[Entries pointing to named objects]
++++++++++

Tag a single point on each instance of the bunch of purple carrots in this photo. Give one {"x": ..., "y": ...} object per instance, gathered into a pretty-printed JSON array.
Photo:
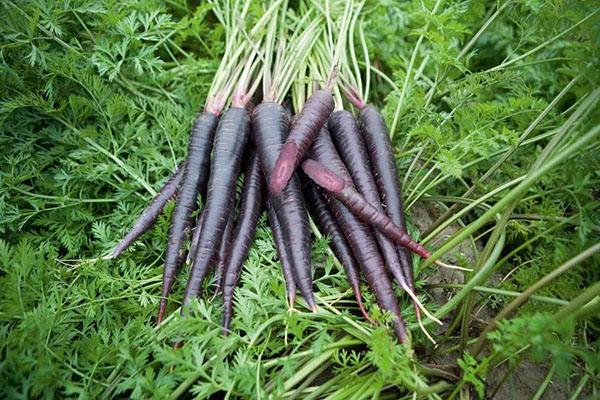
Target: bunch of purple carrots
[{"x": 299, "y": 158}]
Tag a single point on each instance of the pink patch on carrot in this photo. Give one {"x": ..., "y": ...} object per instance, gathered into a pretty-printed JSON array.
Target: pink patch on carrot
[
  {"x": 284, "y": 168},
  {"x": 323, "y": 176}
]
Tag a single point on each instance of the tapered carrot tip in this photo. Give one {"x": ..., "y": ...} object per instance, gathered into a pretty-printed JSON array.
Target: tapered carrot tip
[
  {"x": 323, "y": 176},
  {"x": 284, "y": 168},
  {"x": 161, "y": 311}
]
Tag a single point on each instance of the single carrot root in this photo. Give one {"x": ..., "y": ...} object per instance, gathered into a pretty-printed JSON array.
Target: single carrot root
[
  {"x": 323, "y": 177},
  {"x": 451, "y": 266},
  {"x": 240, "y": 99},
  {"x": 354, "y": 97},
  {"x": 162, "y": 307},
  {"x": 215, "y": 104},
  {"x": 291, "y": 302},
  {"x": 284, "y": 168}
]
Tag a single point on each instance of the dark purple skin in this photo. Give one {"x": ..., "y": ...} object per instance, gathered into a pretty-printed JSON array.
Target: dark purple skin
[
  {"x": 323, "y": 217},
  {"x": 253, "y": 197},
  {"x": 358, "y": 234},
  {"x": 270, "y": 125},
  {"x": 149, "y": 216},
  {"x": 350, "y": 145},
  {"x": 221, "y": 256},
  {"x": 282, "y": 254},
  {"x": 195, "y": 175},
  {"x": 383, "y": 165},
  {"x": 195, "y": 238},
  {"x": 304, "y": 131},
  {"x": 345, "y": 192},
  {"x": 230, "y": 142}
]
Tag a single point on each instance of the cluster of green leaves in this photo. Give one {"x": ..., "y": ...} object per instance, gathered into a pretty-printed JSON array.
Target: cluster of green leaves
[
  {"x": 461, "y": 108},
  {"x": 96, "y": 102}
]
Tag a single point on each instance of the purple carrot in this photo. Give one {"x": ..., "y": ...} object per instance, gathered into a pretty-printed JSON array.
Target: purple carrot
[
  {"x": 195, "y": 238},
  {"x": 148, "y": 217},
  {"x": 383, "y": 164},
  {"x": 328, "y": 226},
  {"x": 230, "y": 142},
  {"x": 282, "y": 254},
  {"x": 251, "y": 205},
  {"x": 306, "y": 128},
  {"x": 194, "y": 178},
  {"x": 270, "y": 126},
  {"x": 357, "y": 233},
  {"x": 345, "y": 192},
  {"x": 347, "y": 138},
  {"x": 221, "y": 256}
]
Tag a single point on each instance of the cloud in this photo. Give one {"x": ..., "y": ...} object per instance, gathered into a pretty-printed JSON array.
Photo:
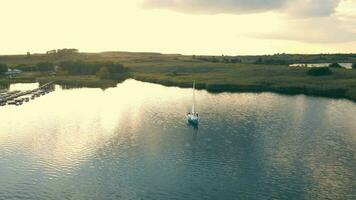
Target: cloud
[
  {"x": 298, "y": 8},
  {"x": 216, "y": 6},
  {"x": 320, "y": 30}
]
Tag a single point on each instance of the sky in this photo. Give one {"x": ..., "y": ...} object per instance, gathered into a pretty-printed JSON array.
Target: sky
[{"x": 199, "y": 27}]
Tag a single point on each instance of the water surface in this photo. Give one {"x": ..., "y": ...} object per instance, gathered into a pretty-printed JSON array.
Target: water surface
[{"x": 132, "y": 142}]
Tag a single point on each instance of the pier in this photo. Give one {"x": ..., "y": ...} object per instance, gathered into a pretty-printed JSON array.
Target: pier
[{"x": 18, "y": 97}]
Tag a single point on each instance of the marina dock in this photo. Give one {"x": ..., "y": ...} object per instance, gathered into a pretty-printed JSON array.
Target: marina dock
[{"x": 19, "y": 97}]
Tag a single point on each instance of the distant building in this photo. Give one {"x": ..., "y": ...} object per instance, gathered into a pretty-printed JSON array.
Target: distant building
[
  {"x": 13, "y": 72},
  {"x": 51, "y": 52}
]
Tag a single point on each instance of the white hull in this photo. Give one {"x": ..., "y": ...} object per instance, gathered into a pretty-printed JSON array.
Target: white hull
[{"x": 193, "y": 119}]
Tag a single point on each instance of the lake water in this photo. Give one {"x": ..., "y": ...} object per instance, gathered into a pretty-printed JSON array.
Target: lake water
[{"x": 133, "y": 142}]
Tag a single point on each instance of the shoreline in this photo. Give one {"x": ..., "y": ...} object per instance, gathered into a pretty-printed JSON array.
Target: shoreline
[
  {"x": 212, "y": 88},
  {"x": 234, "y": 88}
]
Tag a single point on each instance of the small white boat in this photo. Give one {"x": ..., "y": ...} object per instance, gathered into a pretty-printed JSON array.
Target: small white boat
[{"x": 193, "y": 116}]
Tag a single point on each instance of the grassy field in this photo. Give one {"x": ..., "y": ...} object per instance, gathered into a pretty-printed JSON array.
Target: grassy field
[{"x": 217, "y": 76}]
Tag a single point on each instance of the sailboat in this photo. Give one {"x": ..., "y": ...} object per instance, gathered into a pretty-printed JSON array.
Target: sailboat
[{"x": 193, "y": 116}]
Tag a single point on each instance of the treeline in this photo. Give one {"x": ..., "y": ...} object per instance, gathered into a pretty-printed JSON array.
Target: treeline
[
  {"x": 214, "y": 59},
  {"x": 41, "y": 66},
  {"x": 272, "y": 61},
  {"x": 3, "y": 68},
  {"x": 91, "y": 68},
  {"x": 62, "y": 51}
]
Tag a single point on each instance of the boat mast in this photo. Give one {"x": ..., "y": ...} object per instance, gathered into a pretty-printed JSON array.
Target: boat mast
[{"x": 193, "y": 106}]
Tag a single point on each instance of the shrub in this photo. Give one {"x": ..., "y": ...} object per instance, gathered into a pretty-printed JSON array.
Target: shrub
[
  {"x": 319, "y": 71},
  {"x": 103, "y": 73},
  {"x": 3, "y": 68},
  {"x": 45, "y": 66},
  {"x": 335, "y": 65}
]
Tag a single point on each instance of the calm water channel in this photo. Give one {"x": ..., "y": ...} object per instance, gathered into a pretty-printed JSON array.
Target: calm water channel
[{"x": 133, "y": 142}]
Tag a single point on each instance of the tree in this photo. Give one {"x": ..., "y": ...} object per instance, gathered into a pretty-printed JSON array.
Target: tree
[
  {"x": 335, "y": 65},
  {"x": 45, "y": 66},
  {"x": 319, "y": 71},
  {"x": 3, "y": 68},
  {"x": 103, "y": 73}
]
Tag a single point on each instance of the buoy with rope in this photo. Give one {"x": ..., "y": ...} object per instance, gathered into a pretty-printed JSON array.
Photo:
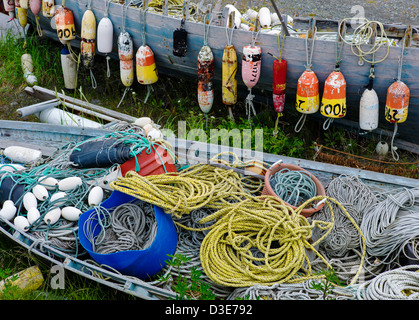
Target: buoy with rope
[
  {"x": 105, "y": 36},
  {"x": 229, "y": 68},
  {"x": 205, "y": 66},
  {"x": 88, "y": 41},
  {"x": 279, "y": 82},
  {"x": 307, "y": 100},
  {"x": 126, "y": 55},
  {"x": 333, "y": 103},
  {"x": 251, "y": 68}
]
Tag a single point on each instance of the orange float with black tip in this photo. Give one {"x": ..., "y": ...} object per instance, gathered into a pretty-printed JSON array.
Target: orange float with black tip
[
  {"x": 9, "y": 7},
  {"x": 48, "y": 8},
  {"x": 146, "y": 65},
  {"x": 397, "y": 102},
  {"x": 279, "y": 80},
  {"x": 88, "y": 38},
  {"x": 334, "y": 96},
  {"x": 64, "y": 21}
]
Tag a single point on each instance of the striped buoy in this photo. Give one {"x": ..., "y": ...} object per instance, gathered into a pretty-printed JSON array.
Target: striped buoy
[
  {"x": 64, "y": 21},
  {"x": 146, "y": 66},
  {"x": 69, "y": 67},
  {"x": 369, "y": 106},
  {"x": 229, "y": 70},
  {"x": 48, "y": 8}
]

++++++++++

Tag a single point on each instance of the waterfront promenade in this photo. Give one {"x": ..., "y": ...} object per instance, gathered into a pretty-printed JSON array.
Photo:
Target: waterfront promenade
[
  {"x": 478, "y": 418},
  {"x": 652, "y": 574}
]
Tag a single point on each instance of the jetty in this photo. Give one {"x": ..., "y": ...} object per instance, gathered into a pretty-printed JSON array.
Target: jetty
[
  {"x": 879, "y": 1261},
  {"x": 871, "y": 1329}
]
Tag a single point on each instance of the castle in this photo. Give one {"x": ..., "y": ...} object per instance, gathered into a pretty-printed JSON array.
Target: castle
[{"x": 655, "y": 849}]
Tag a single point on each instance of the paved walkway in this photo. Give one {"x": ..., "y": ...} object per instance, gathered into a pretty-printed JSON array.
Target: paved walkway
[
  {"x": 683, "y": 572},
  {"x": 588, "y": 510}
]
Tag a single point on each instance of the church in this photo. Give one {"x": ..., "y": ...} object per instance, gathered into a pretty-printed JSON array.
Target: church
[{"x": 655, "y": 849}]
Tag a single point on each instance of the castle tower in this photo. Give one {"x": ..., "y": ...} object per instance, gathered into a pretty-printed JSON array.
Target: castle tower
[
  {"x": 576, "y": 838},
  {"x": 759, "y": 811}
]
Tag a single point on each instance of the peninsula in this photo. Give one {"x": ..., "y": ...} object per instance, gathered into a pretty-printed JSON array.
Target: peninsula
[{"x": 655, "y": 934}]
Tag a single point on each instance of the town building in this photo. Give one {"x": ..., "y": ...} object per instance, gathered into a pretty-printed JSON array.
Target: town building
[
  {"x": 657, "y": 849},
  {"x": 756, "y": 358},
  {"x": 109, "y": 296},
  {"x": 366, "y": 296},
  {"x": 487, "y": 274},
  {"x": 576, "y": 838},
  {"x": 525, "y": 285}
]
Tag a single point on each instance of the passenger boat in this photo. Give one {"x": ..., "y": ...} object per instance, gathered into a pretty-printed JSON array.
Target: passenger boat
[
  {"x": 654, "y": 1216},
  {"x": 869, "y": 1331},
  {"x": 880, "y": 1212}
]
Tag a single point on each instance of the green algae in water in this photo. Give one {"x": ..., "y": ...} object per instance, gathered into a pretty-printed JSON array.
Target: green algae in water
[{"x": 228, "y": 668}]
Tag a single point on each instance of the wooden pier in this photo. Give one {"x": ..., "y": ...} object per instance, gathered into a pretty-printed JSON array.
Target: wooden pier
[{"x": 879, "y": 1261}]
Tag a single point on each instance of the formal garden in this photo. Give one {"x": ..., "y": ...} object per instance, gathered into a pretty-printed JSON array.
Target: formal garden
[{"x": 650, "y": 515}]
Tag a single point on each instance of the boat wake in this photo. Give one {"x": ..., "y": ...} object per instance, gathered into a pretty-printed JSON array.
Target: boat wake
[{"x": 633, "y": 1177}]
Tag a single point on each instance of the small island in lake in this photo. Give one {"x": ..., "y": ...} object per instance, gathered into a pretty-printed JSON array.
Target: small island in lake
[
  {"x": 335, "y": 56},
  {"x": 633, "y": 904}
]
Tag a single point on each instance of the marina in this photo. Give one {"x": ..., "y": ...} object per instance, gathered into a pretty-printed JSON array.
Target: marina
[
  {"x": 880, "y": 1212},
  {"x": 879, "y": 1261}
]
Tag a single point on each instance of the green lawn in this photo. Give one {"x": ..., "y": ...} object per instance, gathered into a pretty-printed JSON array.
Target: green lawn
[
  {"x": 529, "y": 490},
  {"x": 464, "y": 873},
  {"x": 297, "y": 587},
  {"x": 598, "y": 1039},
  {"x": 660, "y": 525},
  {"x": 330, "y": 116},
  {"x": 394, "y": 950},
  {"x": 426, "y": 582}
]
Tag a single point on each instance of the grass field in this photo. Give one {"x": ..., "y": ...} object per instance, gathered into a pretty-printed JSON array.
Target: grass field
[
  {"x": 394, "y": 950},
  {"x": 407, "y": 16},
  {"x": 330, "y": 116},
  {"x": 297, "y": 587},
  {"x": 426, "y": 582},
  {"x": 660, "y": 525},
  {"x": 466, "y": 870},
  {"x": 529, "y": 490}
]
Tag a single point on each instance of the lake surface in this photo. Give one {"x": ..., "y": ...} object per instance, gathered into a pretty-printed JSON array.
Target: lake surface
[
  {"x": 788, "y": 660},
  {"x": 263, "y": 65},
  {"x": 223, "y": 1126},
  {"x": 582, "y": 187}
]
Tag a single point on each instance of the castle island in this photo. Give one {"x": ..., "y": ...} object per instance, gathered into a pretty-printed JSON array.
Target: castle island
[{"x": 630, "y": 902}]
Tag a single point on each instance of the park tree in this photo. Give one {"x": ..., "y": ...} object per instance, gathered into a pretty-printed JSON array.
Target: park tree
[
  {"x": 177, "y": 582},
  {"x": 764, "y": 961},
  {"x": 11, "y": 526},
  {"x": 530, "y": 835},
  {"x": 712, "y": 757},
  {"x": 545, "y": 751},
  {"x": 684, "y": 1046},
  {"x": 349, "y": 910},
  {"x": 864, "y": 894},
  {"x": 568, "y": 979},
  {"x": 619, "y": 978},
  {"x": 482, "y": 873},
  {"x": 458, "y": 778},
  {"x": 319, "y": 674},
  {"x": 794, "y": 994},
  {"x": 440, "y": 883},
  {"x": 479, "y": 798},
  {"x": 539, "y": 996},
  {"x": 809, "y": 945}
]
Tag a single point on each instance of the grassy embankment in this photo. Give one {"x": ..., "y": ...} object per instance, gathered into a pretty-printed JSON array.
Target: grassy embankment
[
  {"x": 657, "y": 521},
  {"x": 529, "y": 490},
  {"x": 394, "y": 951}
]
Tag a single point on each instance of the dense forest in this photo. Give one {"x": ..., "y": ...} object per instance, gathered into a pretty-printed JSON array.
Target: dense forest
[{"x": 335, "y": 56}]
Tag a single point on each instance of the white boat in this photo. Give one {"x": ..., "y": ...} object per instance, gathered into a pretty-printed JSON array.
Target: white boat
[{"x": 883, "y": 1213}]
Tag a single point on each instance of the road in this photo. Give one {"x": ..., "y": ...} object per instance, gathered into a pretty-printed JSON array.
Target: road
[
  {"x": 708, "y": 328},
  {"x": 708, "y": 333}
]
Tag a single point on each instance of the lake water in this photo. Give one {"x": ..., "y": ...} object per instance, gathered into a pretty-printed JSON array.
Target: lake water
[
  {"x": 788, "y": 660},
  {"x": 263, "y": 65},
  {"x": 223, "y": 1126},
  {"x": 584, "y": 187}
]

++++++++++

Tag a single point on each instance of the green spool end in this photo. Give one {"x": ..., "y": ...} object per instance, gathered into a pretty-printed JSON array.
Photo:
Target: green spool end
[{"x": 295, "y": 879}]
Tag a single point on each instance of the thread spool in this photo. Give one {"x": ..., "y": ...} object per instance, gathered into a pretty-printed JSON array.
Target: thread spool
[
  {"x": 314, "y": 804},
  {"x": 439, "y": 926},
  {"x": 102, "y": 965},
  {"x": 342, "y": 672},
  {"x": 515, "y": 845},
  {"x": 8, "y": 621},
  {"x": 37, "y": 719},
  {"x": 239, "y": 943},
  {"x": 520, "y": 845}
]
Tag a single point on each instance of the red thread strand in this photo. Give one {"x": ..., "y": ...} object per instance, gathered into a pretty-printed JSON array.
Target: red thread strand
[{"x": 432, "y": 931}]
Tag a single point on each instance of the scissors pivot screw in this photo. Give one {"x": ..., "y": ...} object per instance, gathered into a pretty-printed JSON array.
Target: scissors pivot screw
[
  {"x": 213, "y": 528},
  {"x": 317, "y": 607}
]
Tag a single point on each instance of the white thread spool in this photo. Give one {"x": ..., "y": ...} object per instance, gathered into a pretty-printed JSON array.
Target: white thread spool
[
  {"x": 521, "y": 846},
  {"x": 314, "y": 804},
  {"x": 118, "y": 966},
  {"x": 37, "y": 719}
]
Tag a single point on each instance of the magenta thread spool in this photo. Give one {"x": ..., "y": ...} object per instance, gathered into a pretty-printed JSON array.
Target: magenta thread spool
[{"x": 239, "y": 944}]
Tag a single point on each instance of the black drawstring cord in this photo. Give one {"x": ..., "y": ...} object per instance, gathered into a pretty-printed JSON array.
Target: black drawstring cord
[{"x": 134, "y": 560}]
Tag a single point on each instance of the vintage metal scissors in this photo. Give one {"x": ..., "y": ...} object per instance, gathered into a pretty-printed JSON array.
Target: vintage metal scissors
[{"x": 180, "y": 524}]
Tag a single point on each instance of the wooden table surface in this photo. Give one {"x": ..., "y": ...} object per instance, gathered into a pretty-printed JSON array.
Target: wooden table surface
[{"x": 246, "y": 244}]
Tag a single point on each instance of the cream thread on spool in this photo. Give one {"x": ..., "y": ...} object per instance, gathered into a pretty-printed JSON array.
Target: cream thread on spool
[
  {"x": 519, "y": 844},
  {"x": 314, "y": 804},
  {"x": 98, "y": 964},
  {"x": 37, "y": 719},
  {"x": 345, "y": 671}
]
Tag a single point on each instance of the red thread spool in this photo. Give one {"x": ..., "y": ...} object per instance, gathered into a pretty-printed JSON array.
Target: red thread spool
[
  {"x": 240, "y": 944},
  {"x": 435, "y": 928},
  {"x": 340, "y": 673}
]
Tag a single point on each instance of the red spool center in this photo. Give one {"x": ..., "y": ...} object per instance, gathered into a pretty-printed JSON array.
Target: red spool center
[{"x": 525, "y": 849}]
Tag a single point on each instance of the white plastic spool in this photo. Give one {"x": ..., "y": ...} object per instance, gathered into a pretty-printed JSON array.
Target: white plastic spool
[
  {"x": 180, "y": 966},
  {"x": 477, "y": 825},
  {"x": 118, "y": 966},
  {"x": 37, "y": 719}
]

++++++++++

Find every line in the rows that contains the word "garden" and copy each one out.

PROBLEM SOLUTION:
Tag a single point on each instance of the formal garden in this photo. Give one {"x": ..., "y": ...} object per instance, gathered into a pretty-printed JSON array.
Target: formal garden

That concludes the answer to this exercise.